◆ **Exercise objective**: List each line of the listing below that contains the word "outstretched".

◆ **Data to use**:
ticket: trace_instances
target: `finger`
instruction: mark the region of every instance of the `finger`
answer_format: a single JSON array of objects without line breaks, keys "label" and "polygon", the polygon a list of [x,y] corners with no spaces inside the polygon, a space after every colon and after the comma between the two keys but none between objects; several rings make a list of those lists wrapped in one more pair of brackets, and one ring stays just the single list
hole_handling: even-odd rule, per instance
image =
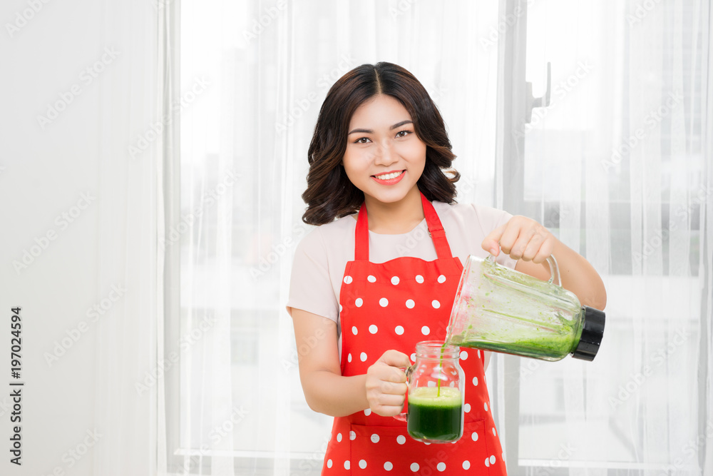
[{"label": "finger", "polygon": [[493,256],[497,256],[500,254],[500,239],[503,236],[503,231],[505,230],[506,225],[498,226],[490,232],[481,243],[481,247]]},{"label": "finger", "polygon": [[[515,250],[515,244],[520,237],[521,226],[518,221],[513,217],[507,223],[508,226],[503,231],[503,236],[500,238],[500,247],[503,251],[510,255],[514,259],[519,259],[519,252],[520,250]],[[529,241],[529,237],[528,237]],[[523,249],[524,249],[524,246]],[[515,254],[513,254],[513,251]]]},{"label": "finger", "polygon": [[525,252],[530,245],[530,241],[534,236],[535,230],[532,228],[520,228],[518,237],[511,247],[510,256],[515,260],[523,258]]},{"label": "finger", "polygon": [[544,263],[548,257],[552,255],[552,252],[554,250],[554,240],[549,239],[545,240],[542,245],[540,245],[540,249],[538,250],[535,258],[533,258],[533,263],[536,263],[538,264]]},{"label": "finger", "polygon": [[399,352],[398,350],[394,350],[393,349],[390,350],[386,350],[381,356],[379,358],[377,362],[383,362],[387,365],[391,365],[391,367],[396,367],[398,368],[402,368],[404,367],[409,367],[411,365],[411,359],[409,356],[402,352]]},{"label": "finger", "polygon": [[540,247],[542,246],[544,242],[544,236],[538,233],[533,233],[527,246],[523,251],[521,259],[525,261],[532,261],[537,256],[538,252],[540,250]]}]

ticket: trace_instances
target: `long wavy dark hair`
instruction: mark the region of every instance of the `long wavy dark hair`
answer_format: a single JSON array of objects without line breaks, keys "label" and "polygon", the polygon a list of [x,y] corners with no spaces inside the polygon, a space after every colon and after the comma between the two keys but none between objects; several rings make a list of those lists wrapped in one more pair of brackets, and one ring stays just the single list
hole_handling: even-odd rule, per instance
[{"label": "long wavy dark hair", "polygon": [[[392,63],[362,64],[342,76],[324,99],[307,157],[307,204],[302,221],[329,223],[359,210],[364,193],[355,187],[341,166],[347,150],[349,122],[356,108],[376,96],[398,100],[411,115],[414,129],[426,143],[426,167],[417,185],[429,201],[455,201],[455,183],[461,175],[451,168],[456,156],[438,108],[416,77]],[[446,175],[446,172],[448,173]]]}]

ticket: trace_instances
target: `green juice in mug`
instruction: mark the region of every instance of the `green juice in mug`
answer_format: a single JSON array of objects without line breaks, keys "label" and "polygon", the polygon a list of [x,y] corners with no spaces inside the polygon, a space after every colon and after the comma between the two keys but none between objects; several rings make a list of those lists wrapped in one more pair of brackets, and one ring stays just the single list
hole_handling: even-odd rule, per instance
[{"label": "green juice in mug", "polygon": [[463,435],[461,392],[451,387],[415,389],[409,395],[407,429],[417,440],[457,440]]}]

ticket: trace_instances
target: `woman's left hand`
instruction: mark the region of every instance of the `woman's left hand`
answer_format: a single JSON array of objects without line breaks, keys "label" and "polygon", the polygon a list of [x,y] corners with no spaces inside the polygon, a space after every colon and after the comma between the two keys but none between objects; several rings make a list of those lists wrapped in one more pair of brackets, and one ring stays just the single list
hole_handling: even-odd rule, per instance
[{"label": "woman's left hand", "polygon": [[[513,216],[490,233],[481,246],[493,256],[502,249],[515,260],[544,263],[552,254],[555,238],[544,226],[526,216]],[[498,246],[499,245],[499,246]]]}]

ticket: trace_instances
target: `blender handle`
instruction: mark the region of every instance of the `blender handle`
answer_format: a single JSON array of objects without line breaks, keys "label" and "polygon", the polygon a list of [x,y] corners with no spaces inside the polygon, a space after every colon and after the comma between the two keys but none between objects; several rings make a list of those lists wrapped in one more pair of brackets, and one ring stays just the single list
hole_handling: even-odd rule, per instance
[{"label": "blender handle", "polygon": [[[415,368],[416,368],[416,364],[414,364],[413,365],[410,365],[408,368],[404,369],[404,372],[406,372],[406,385],[410,385],[410,384],[411,384],[411,375],[413,375],[414,370]],[[406,404],[406,402],[408,401],[408,400],[409,400],[409,389],[407,388],[406,391],[406,400],[404,400],[404,405]],[[400,422],[405,422],[405,421],[407,421],[406,417],[408,416],[408,413],[409,413],[409,412],[407,412],[407,411],[401,412],[399,415],[394,415],[394,417],[396,418],[396,420],[398,420]]]},{"label": "blender handle", "polygon": [[560,280],[560,268],[557,266],[557,260],[555,259],[554,255],[547,257],[547,264],[550,265],[550,279],[547,282],[552,284],[552,282],[555,280],[557,283],[555,284],[562,286],[562,281]]}]

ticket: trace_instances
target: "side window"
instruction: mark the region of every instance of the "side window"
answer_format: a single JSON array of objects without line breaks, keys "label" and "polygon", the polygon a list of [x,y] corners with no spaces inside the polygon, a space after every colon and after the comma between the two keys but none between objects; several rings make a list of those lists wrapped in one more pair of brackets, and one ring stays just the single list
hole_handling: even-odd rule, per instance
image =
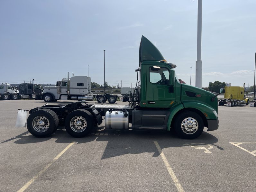
[{"label": "side window", "polygon": [[77,86],[78,87],[84,87],[84,83],[77,83]]},{"label": "side window", "polygon": [[61,87],[67,87],[68,83],[67,82],[62,82],[61,83]]},{"label": "side window", "polygon": [[166,68],[154,66],[149,68],[149,81],[151,83],[169,85],[170,72]]}]

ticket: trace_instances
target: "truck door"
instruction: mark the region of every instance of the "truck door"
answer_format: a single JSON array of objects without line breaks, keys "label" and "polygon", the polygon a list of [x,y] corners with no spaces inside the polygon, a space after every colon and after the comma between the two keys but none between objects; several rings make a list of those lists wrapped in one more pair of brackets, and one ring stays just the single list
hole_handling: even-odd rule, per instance
[{"label": "truck door", "polygon": [[61,94],[68,94],[68,82],[62,82],[60,85],[60,93]]},{"label": "truck door", "polygon": [[[165,66],[148,65],[146,107],[170,107],[176,101],[176,87],[170,87],[170,69]],[[173,73],[172,73],[173,74]]]},{"label": "truck door", "polygon": [[32,84],[28,84],[28,94],[32,94]]},{"label": "truck door", "polygon": [[41,89],[37,85],[34,85],[34,92],[35,94],[41,93]]}]

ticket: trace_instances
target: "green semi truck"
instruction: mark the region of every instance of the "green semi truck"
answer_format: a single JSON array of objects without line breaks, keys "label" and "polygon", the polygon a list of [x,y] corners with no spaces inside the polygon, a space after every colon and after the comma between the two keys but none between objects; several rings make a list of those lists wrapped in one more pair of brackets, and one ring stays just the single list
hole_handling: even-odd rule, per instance
[{"label": "green semi truck", "polygon": [[[179,81],[174,69],[157,48],[142,36],[137,82],[128,106],[89,105],[85,101],[66,105],[44,105],[30,111],[29,132],[50,136],[59,124],[76,137],[85,136],[105,116],[106,129],[175,130],[186,139],[218,128],[218,102],[213,94]],[[131,126],[129,126],[131,123]]]}]

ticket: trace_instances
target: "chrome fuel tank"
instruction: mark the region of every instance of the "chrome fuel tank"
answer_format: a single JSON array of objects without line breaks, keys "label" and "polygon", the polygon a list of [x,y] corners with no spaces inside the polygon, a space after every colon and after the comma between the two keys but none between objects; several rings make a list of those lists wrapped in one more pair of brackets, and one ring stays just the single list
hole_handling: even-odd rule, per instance
[{"label": "chrome fuel tank", "polygon": [[106,129],[128,129],[129,128],[129,112],[108,111],[105,115]]}]

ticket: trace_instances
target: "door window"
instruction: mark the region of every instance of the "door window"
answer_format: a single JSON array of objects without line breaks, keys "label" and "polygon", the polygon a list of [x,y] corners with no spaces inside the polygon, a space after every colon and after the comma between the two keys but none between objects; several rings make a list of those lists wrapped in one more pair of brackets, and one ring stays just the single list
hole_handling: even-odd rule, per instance
[{"label": "door window", "polygon": [[77,83],[77,86],[78,87],[84,87],[84,83]]},{"label": "door window", "polygon": [[149,81],[152,83],[169,85],[169,76],[167,68],[157,66],[149,68]]},{"label": "door window", "polygon": [[67,82],[62,82],[61,83],[61,87],[67,87],[68,83]]}]

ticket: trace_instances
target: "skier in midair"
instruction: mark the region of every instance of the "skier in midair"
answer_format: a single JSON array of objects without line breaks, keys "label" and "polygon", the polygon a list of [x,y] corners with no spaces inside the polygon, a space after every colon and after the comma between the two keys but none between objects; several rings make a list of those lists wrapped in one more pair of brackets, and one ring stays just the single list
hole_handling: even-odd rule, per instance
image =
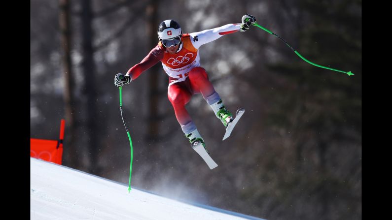
[{"label": "skier in midair", "polygon": [[198,50],[202,45],[224,35],[238,31],[245,32],[255,23],[256,18],[246,14],[241,20],[241,25],[230,24],[190,33],[182,33],[181,27],[176,21],[167,20],[162,22],[158,28],[158,44],[139,63],[129,69],[125,75],[122,73],[116,74],[115,85],[120,87],[131,83],[160,61],[163,69],[169,75],[168,97],[182,131],[192,146],[201,144],[208,153],[204,139],[185,108],[192,95],[201,93],[225,128],[233,119],[210,82],[206,70],[200,66]]}]

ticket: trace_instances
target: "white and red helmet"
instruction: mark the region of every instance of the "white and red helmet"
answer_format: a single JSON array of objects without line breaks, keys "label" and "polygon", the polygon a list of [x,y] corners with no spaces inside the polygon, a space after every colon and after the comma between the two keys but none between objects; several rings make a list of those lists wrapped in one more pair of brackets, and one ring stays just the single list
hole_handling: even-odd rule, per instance
[{"label": "white and red helmet", "polygon": [[167,20],[161,23],[158,27],[158,38],[159,40],[173,39],[182,36],[182,30],[178,23],[174,20]]}]

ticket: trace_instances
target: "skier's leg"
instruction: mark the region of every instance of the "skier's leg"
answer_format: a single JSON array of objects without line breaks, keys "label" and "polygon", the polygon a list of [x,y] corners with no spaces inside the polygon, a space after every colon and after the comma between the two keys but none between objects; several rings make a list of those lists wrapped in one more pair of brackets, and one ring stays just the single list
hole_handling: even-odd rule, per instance
[{"label": "skier's leg", "polygon": [[233,121],[232,114],[225,108],[222,99],[210,82],[206,70],[201,67],[195,67],[189,71],[188,77],[192,89],[195,93],[202,94],[215,116],[220,120],[225,127],[227,127],[229,123]]},{"label": "skier's leg", "polygon": [[189,101],[191,96],[192,94],[186,89],[178,84],[172,85],[168,90],[168,97],[174,108],[176,118],[181,126],[181,129],[185,136],[192,145],[202,144],[208,153],[204,140],[185,108],[185,105]]},{"label": "skier's leg", "polygon": [[168,89],[168,98],[174,108],[176,118],[185,133],[196,128],[188,111],[185,108],[185,105],[189,101],[191,96],[187,90],[176,83],[170,86]]}]

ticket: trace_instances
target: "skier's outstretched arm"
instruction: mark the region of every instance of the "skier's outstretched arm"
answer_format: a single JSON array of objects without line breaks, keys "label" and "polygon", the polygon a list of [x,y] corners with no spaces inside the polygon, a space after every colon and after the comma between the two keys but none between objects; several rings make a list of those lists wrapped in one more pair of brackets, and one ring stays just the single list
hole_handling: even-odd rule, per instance
[{"label": "skier's outstretched arm", "polygon": [[199,49],[201,45],[213,41],[224,35],[239,31],[244,32],[256,22],[254,16],[248,14],[244,15],[241,20],[242,23],[229,24],[213,29],[191,33],[189,34],[192,38],[191,42],[196,49]]},{"label": "skier's outstretched arm", "polygon": [[143,72],[159,62],[163,58],[163,48],[157,45],[140,63],[131,67],[125,75],[122,73],[117,73],[114,77],[114,85],[119,87],[131,83]]}]

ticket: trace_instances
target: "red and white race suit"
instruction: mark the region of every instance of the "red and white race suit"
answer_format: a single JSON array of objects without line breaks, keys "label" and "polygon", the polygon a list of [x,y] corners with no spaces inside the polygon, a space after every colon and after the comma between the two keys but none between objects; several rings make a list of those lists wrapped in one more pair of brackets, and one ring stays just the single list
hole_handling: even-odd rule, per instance
[{"label": "red and white race suit", "polygon": [[193,94],[201,93],[206,98],[216,93],[205,70],[200,66],[199,48],[224,35],[240,31],[241,24],[229,24],[200,32],[182,34],[181,43],[175,54],[166,51],[159,42],[140,62],[127,72],[135,80],[142,73],[160,61],[169,75],[168,97],[181,126],[192,121],[185,105]]}]

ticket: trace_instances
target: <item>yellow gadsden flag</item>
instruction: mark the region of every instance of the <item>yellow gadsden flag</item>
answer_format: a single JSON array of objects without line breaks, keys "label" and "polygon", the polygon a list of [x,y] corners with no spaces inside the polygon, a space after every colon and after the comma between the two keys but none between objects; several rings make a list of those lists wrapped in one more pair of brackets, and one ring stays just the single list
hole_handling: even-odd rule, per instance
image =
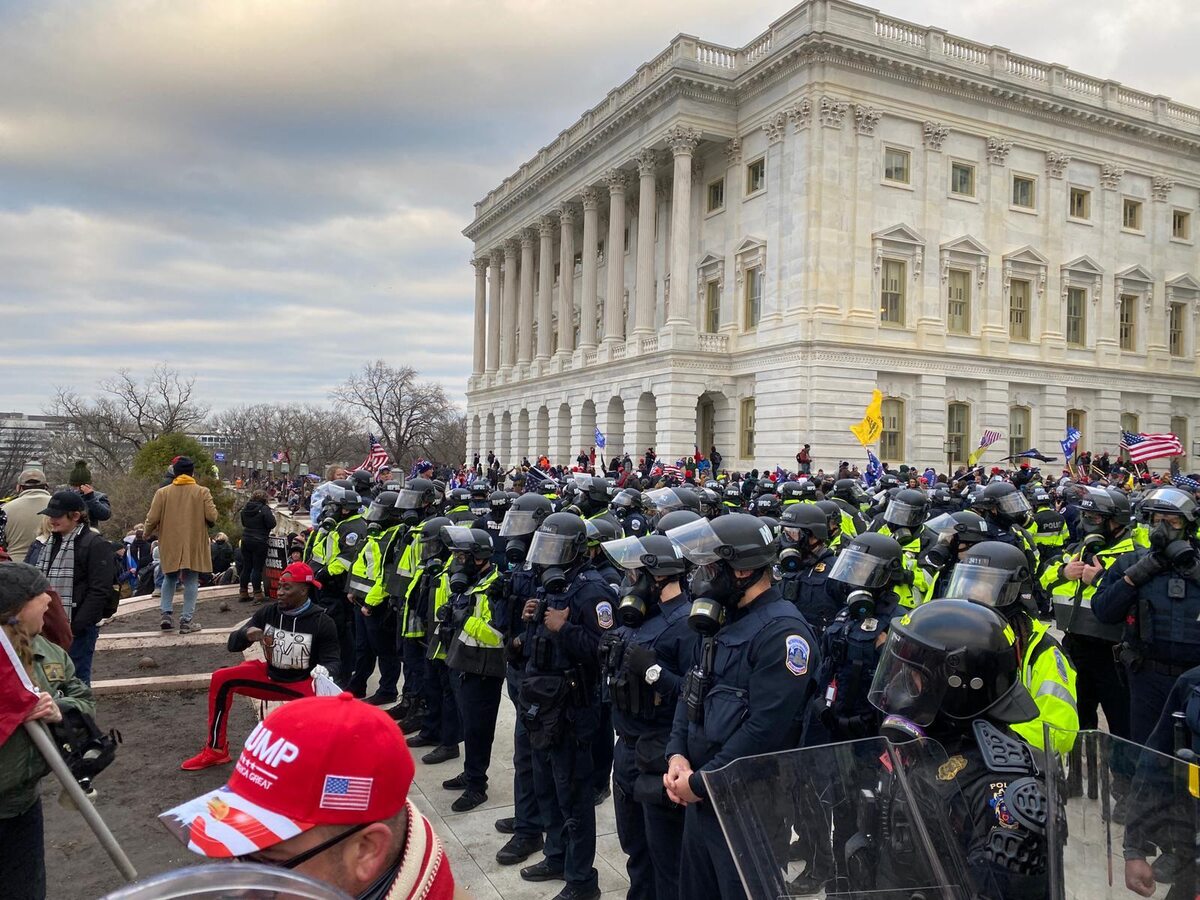
[{"label": "yellow gadsden flag", "polygon": [[876,440],[880,439],[880,434],[883,433],[883,392],[875,391],[871,395],[871,402],[866,404],[866,412],[863,414],[863,421],[858,425],[851,425],[850,430],[854,432],[854,437],[858,438],[858,443],[863,446],[870,446]]}]

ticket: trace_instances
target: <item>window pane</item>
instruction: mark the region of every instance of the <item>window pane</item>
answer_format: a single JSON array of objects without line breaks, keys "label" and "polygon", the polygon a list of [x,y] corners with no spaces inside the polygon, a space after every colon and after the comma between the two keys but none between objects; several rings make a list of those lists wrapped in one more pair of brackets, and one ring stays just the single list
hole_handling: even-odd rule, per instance
[{"label": "window pane", "polygon": [[1082,347],[1086,337],[1087,292],[1084,288],[1067,289],[1067,343]]},{"label": "window pane", "polygon": [[971,331],[971,272],[950,269],[946,328],[955,335]]},{"label": "window pane", "polygon": [[904,324],[905,264],[899,259],[884,259],[880,286],[880,320],[889,325]]},{"label": "window pane", "polygon": [[888,181],[908,184],[908,151],[888,148],[883,151],[883,178]]},{"label": "window pane", "polygon": [[1013,278],[1008,283],[1008,336],[1030,340],[1030,282]]}]

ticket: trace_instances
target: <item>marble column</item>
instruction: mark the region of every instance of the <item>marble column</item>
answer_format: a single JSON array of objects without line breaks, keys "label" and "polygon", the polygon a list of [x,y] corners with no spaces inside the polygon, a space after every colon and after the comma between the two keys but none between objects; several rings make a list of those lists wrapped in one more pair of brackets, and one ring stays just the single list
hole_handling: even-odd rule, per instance
[{"label": "marble column", "polygon": [[494,372],[500,365],[500,269],[504,265],[504,251],[493,250],[487,270],[487,372]]},{"label": "marble column", "polygon": [[512,368],[517,358],[517,251],[520,242],[504,241],[504,325],[500,329],[500,367]]},{"label": "marble column", "polygon": [[575,349],[575,208],[558,208],[558,355]]},{"label": "marble column", "polygon": [[538,220],[538,361],[547,362],[554,349],[554,220]]},{"label": "marble column", "polygon": [[629,176],[622,169],[605,175],[608,185],[608,242],[605,263],[608,266],[608,289],[604,298],[604,341],[625,340],[625,190]]},{"label": "marble column", "polygon": [[667,131],[667,146],[674,156],[674,184],[671,188],[671,316],[667,325],[696,330],[690,283],[691,268],[691,155],[700,132],[686,125]]},{"label": "marble column", "polygon": [[487,355],[487,258],[472,259],[470,264],[475,268],[475,344],[470,372],[482,374]]},{"label": "marble column", "polygon": [[654,209],[658,179],[654,169],[659,155],[643,150],[637,162],[637,282],[634,289],[634,334],[649,337],[654,334]]},{"label": "marble column", "polygon": [[594,350],[596,346],[596,241],[600,233],[600,193],[594,187],[583,188],[583,282],[580,290],[580,348]]},{"label": "marble column", "polygon": [[533,229],[521,233],[521,337],[517,342],[517,365],[528,366],[533,359]]}]

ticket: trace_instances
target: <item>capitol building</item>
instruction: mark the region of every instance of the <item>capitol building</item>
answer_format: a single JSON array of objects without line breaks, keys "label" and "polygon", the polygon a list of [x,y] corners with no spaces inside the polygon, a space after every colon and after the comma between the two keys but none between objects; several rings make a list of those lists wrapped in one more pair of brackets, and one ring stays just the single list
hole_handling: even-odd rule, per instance
[{"label": "capitol building", "polygon": [[[1116,451],[1200,416],[1200,110],[808,0],[680,35],[475,204],[468,454]],[[1001,452],[1001,449],[1003,451]]]}]

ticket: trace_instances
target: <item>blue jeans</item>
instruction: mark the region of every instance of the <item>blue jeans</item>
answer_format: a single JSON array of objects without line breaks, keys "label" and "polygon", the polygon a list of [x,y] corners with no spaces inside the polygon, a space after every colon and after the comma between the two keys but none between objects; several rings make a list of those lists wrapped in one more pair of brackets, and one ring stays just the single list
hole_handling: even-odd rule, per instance
[{"label": "blue jeans", "polygon": [[180,622],[191,622],[196,613],[196,599],[200,594],[200,574],[191,569],[180,569],[178,572],[167,572],[162,576],[162,596],[158,608],[163,616],[170,616],[175,602],[175,582],[184,582],[184,614]]},{"label": "blue jeans", "polygon": [[76,674],[84,684],[91,684],[91,658],[96,654],[96,638],[100,637],[100,626],[89,625],[83,629],[71,642],[71,661],[74,662]]}]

◆ **Solution to this problem**:
target: "skier's outstretched arm"
instruction: mark the region of every instance of the "skier's outstretched arm"
[{"label": "skier's outstretched arm", "polygon": [[199,49],[201,45],[213,41],[224,35],[239,31],[244,32],[256,22],[254,16],[248,14],[244,15],[241,20],[242,23],[229,24],[213,29],[191,33],[189,34],[192,38],[191,42],[196,49]]},{"label": "skier's outstretched arm", "polygon": [[143,72],[159,62],[163,58],[163,48],[157,45],[140,63],[131,67],[125,75],[122,73],[117,73],[114,77],[114,85],[119,87],[131,83]]}]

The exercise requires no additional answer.